**How to complete this task:**
Copy all the data exactly, except the pictures.
Data records START
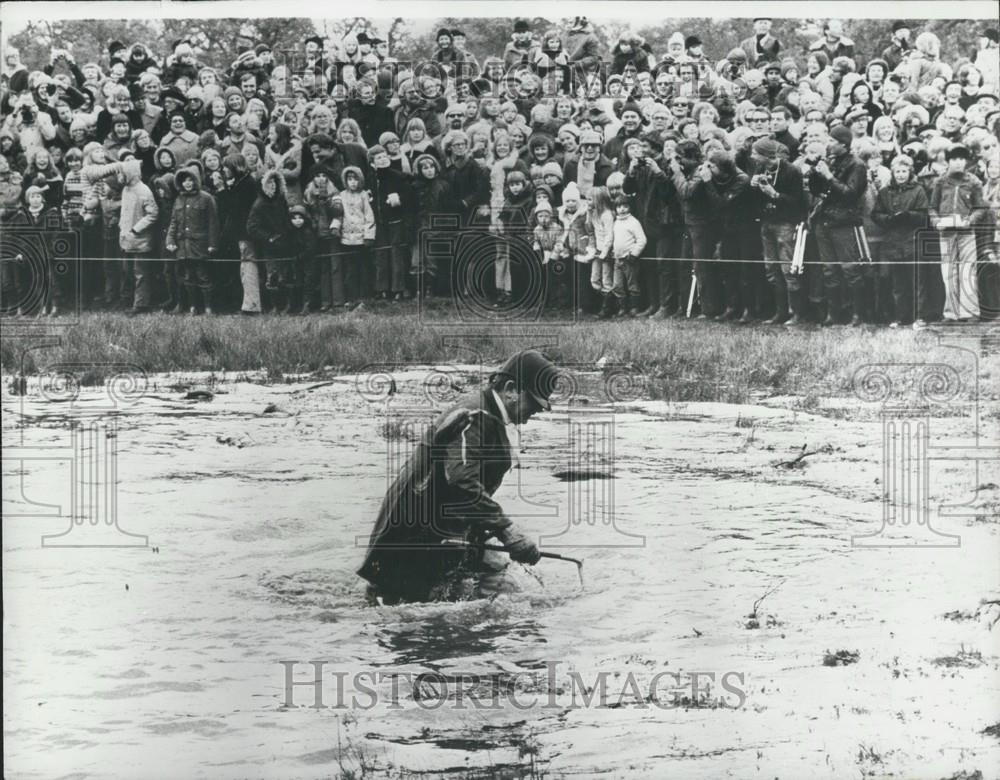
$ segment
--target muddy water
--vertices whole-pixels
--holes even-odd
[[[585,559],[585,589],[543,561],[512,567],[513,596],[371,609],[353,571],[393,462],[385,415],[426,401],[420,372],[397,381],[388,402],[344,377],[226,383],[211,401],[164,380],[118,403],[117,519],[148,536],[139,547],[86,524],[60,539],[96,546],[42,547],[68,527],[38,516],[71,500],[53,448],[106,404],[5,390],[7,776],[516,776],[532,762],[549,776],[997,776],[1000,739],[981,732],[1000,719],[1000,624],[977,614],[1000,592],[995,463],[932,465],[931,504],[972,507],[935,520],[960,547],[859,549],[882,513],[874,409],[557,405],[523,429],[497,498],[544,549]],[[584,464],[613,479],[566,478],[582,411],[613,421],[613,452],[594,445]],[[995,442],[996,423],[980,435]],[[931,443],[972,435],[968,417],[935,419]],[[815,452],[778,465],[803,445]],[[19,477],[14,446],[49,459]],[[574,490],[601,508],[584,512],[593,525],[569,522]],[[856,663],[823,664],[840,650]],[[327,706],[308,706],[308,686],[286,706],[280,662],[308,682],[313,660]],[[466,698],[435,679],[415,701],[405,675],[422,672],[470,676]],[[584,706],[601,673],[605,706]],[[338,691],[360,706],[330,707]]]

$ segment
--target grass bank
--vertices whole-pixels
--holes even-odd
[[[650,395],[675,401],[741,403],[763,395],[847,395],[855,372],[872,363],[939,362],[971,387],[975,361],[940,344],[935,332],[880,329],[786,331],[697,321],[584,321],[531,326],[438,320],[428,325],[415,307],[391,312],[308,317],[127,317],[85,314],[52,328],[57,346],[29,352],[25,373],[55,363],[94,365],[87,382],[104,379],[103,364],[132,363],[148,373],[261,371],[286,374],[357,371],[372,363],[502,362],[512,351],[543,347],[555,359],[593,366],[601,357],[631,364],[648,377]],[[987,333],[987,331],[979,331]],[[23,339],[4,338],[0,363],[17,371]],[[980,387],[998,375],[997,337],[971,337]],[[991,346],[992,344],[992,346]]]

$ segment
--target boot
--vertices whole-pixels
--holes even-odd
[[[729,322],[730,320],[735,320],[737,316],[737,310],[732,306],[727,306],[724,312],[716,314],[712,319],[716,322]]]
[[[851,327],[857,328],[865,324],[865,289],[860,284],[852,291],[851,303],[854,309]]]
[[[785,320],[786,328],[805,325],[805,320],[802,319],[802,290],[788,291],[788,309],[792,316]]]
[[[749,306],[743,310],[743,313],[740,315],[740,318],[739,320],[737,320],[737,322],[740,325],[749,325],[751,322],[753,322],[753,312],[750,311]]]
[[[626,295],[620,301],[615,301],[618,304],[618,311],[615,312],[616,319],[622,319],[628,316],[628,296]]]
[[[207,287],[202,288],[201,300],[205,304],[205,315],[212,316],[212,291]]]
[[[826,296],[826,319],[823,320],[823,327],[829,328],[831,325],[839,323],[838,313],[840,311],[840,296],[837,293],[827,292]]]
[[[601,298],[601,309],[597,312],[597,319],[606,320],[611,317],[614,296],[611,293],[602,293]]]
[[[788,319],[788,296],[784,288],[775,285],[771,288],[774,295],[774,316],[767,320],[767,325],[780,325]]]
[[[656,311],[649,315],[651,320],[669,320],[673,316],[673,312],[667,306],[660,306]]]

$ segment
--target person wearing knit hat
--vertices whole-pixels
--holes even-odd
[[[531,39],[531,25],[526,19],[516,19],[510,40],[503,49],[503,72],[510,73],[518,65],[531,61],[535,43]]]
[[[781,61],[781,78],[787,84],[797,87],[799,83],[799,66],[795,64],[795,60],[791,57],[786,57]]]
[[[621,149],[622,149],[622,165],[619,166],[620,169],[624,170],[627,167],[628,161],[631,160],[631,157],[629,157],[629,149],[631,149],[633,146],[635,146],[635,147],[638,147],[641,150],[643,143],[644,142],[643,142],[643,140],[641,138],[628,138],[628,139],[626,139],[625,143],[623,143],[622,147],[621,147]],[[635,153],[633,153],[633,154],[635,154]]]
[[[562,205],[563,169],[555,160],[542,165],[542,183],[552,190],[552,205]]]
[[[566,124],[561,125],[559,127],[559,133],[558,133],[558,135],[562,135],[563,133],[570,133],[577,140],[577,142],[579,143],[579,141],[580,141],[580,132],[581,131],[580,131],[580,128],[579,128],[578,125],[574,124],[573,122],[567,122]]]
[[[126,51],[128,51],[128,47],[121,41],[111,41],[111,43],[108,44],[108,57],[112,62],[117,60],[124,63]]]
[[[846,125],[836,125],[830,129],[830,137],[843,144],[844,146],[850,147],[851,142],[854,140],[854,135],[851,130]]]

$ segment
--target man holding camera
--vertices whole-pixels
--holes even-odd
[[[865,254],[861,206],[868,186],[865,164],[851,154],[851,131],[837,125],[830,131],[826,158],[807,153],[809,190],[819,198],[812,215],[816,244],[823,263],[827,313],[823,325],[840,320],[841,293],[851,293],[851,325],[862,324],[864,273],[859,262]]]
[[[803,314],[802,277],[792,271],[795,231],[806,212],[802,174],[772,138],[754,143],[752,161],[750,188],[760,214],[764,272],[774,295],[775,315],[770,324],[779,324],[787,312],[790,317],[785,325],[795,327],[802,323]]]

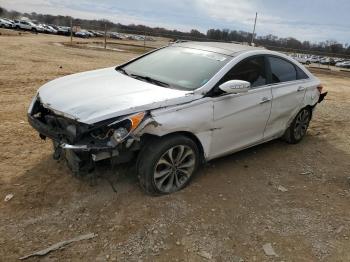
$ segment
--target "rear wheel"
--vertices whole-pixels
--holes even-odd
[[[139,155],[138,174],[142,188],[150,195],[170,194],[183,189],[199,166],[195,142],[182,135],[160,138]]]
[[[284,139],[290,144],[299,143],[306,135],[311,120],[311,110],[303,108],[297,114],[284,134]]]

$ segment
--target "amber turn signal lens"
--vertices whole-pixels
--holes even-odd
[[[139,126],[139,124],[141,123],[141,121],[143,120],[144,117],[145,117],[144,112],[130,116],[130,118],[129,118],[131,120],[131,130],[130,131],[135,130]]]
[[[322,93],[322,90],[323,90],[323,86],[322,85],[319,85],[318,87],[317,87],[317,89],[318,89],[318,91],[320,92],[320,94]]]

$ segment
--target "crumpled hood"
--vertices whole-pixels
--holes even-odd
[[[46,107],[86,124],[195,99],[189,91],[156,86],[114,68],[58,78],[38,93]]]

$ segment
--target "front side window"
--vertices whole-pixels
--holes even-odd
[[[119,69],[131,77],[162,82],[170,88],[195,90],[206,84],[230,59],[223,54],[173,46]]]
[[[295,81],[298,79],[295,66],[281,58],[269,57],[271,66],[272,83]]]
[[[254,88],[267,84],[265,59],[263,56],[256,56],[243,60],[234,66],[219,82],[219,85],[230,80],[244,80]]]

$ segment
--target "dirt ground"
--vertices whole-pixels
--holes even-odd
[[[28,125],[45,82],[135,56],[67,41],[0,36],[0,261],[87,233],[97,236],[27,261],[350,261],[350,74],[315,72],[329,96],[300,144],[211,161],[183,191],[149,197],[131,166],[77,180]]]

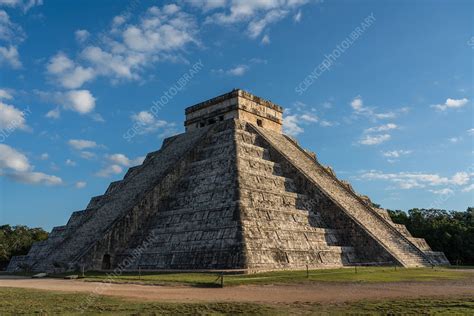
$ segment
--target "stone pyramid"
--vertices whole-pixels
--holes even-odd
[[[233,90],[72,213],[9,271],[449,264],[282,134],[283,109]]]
Data records END
**The completed task:**
$ segment
--target muddy water
--vertices whole-pixels
--holes even-odd
[[[585,559],[585,589],[543,561],[512,567],[513,596],[371,609],[353,571],[393,462],[385,415],[426,401],[420,372],[397,381],[388,402],[344,377],[226,383],[211,401],[164,380],[118,403],[117,519],[148,536],[139,547],[86,524],[60,539],[96,546],[42,547],[68,527],[38,516],[71,500],[53,448],[106,404],[5,390],[7,776],[516,776],[532,762],[549,776],[997,776],[1000,739],[981,732],[1000,719],[1000,624],[977,614],[1000,592],[995,463],[932,465],[931,504],[972,507],[935,520],[960,547],[859,549],[882,513],[874,409],[557,405],[523,429],[497,498],[544,549]],[[584,464],[613,479],[566,478],[582,411],[613,421],[613,452],[594,445]],[[995,442],[996,423],[980,435]],[[931,443],[972,435],[968,417],[935,419]],[[815,452],[778,465],[803,445]],[[19,477],[14,446],[49,459]],[[574,490],[601,508],[584,512],[593,525],[569,522]],[[856,663],[823,664],[840,650]],[[327,706],[308,706],[308,686],[286,706],[280,662],[308,682],[313,660]],[[466,698],[435,679],[415,701],[405,675],[422,672],[470,676]],[[584,706],[601,673],[605,706]],[[338,691],[360,706],[330,707]]]

$ segment
--target grass bank
--vertices whole-pixels
--holes even-odd
[[[650,395],[675,401],[741,403],[763,395],[847,395],[855,372],[872,363],[939,362],[971,387],[975,361],[940,344],[935,332],[880,329],[786,331],[697,321],[584,321],[531,326],[438,320],[428,325],[415,307],[391,312],[308,317],[127,317],[85,314],[52,328],[57,346],[29,352],[25,373],[55,363],[94,365],[87,382],[104,379],[103,364],[132,363],[148,373],[261,371],[286,374],[357,371],[372,363],[502,362],[512,351],[543,347],[555,359],[593,366],[601,357],[631,364],[648,377]],[[987,333],[987,331],[979,331]],[[23,339],[4,338],[0,363],[17,371]],[[980,387],[998,375],[997,337],[971,337]],[[991,346],[992,344],[992,346]]]

$ segment
--target boot
--vertices whole-pixels
--holes even-odd
[[[729,322],[730,320],[735,320],[737,316],[737,310],[732,306],[727,306],[724,312],[716,314],[712,319],[716,322]]]
[[[851,327],[857,328],[865,324],[865,289],[860,284],[852,291],[851,303],[854,309]]]
[[[785,320],[786,328],[805,325],[805,320],[802,319],[802,290],[788,291],[788,309],[792,316]]]
[[[749,306],[743,310],[743,313],[740,315],[740,318],[739,320],[737,320],[737,322],[740,325],[749,325],[751,322],[753,322],[753,312],[750,311]]]
[[[626,295],[620,301],[615,301],[618,304],[618,311],[615,312],[616,319],[622,319],[628,316],[628,296]]]
[[[207,287],[202,288],[201,300],[205,304],[205,315],[212,316],[212,291]]]
[[[826,296],[826,319],[823,320],[823,327],[829,328],[831,325],[839,323],[838,313],[840,311],[840,296],[837,293],[827,292]]]
[[[601,298],[601,309],[597,312],[597,319],[606,320],[611,317],[614,296],[611,293],[602,293]]]
[[[788,319],[788,296],[784,288],[775,285],[771,288],[774,295],[774,316],[767,320],[767,325],[780,325]]]
[[[656,311],[649,315],[651,320],[669,320],[673,316],[673,312],[667,306],[660,306]]]

$ segment
--target person wearing knit hat
--vertices whole-pixels
--holes even-odd
[[[531,39],[531,25],[526,19],[516,19],[510,40],[503,49],[503,72],[510,73],[518,65],[531,61],[535,43]]]
[[[781,61],[781,78],[787,84],[797,87],[799,83],[799,66],[795,64],[795,60],[791,57],[786,57]]]
[[[621,149],[622,149],[622,165],[619,166],[620,169],[624,170],[627,167],[628,161],[631,160],[631,157],[629,157],[629,149],[631,149],[633,146],[635,146],[635,147],[638,147],[641,150],[643,143],[644,142],[643,142],[643,140],[641,138],[628,138],[628,139],[626,139],[625,143],[623,143],[622,147],[621,147]],[[635,153],[633,153],[633,154],[635,154]]]
[[[562,205],[563,169],[555,160],[542,165],[542,183],[552,190],[552,205]]]
[[[566,124],[561,125],[559,127],[559,133],[558,133],[558,135],[562,135],[563,133],[570,133],[577,140],[577,142],[579,143],[579,141],[580,141],[580,132],[581,131],[580,131],[580,128],[579,128],[578,125],[574,124],[573,122],[567,122]]]
[[[126,51],[128,51],[128,47],[121,41],[111,41],[111,43],[108,44],[108,57],[112,62],[117,60],[124,63]]]
[[[846,125],[836,125],[830,129],[830,137],[843,144],[844,146],[850,147],[851,142],[854,140],[854,135],[851,130]]]

$ segment
--target man holding camera
--vertices whole-pixels
--holes even-odd
[[[865,254],[861,206],[868,186],[865,164],[851,154],[851,131],[837,125],[830,131],[826,158],[807,153],[809,190],[819,198],[812,215],[816,244],[823,263],[827,313],[823,325],[840,320],[841,293],[851,293],[851,325],[862,324],[864,273],[859,262]]]
[[[803,314],[802,277],[792,271],[795,231],[806,212],[802,174],[772,138],[754,143],[752,161],[750,188],[760,214],[764,272],[774,295],[775,315],[770,324],[779,324],[787,312],[790,317],[785,325],[795,327],[802,323]]]

$ segment
--target "rear wheel"
--vertices whole-pixels
--holes even-odd
[[[139,155],[138,174],[142,188],[150,195],[170,194],[183,189],[199,166],[195,142],[182,135],[160,138]]]
[[[284,139],[290,144],[299,143],[306,135],[311,120],[311,110],[303,108],[297,114],[284,134]]]

$ segment
--target "amber turn signal lens"
--vertices whole-pixels
--holes even-odd
[[[139,126],[139,124],[141,123],[141,121],[143,120],[144,117],[145,117],[144,112],[130,116],[130,118],[129,118],[131,120],[131,130],[130,131],[135,130]]]
[[[322,93],[322,90],[323,90],[323,86],[322,85],[319,85],[318,87],[317,87],[317,89],[318,89],[318,91],[320,92],[320,94]]]

$ segment
--target "crumpled hood"
--vertices whole-pixels
--holes even-odd
[[[46,107],[86,124],[195,99],[189,91],[156,86],[114,68],[58,78],[38,93]]]

$ segment
--target "front side window"
--vertices whole-pixels
--holes even-odd
[[[119,69],[131,77],[162,82],[170,88],[195,90],[206,84],[230,59],[223,54],[173,46]]]
[[[295,81],[298,79],[295,66],[281,58],[269,57],[271,66],[272,83]]]
[[[254,88],[267,84],[265,59],[263,56],[256,56],[243,60],[234,66],[219,82],[219,85],[230,80],[244,80]]]

$ segment
--target "dirt ground"
--vertices whole-pixels
--holes even-odd
[[[28,125],[45,82],[135,56],[67,41],[0,36],[0,261],[87,233],[97,236],[27,261],[350,261],[350,74],[315,72],[329,96],[300,144],[211,161],[183,191],[149,197],[131,166],[77,180]]]

$ segment
--target "stone pyramid"
--vertices whole-pixels
--holes even-odd
[[[233,90],[72,213],[9,271],[449,264],[282,134],[283,109]]]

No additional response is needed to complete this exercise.